Punt returner gives Irish lift

Transfer Riggs’ 2 runs exceed 2011, ’12 totals

– Notre Dame’s return game struggled for years to generate any kind of positive contribution.

Cody Riggs gave Irish fans a reason to feel good about special teams with two lengthy punt returns in Saturday’s 48-17 win over Rice.

The Florida transfer ran one back 24 yards and another 25, both setting up Notre Dame around midfield early in the first quarter.

After that, Riggs, the team’s No. 1 cornerback in the absence of KeiVarae Russell, didn’t return another punt because coach Brian Kelly noticed Riggs was “gassed.”

Still, it only took those two dynamic run-backs to turn around the recent ineptitude.

Consider: the Irish averaged just 7.1 yards on their punt returns in 2013. Riggs’ total punt return yardage Saturday (49) was nearly half of the team’s total for all of last season (106).

It amazingly surpassed the team’s punt return yardage in 2012 (46) and 2011 (48).

“Starting field position the last several years was absolutely miserable,” Kelly said. “Hidden yardage will help us win.”

Riggs said he was excited to return punts – and had fun doing so in his Notre Dame debut – despite playing a big role in the base defense.

“When I get an opportunity, I try to make the most of it,” he said. “When you have a chance to score touchdowns, you’re not tired.”

Riggs did concede Kelly was right, though. Riggs was also on the team’s kickoff coverage units, and the fatigue built up too quickly.

### Data provided
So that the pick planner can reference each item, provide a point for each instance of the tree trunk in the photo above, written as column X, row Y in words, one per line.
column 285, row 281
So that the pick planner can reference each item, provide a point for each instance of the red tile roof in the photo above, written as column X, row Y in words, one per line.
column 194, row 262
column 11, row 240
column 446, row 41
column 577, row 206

### Requirements
A. Using the article on Cody Riggs's punt returns, decide whether each statement agrees with it. Answer yes or no, and quote the words of the article that settle it.
(i) Riggs returned two punts, one for 24 yards and one for 25.
(ii) Riggs stopped returning punts because of an injury.
(iii) Riggs's punt return yardage against Rice was greater than the team's punt return yardage for all of 2011.
B. Answer these questions from the article on Cody Riggs's punt returns.
(i) What was the final score of the win over Rice?
(ii) Which school did Riggs transfer from?
(iii) How many punt return yards did the team have for all of last season?

### Exercise solutions
A.
(i) Yes: "The Florida transfer ran one back 24 yards and another 25"
(ii) No: "didn’t return another punt because coach Brian Kelly noticed Riggs was “gassed.”"
(iii) Yes: "It amazingly surpassed the team’s punt return yardage in 2012 (46) and 2011 (48)."

B.
(i) 48-17
(ii) Florida
(iii) 106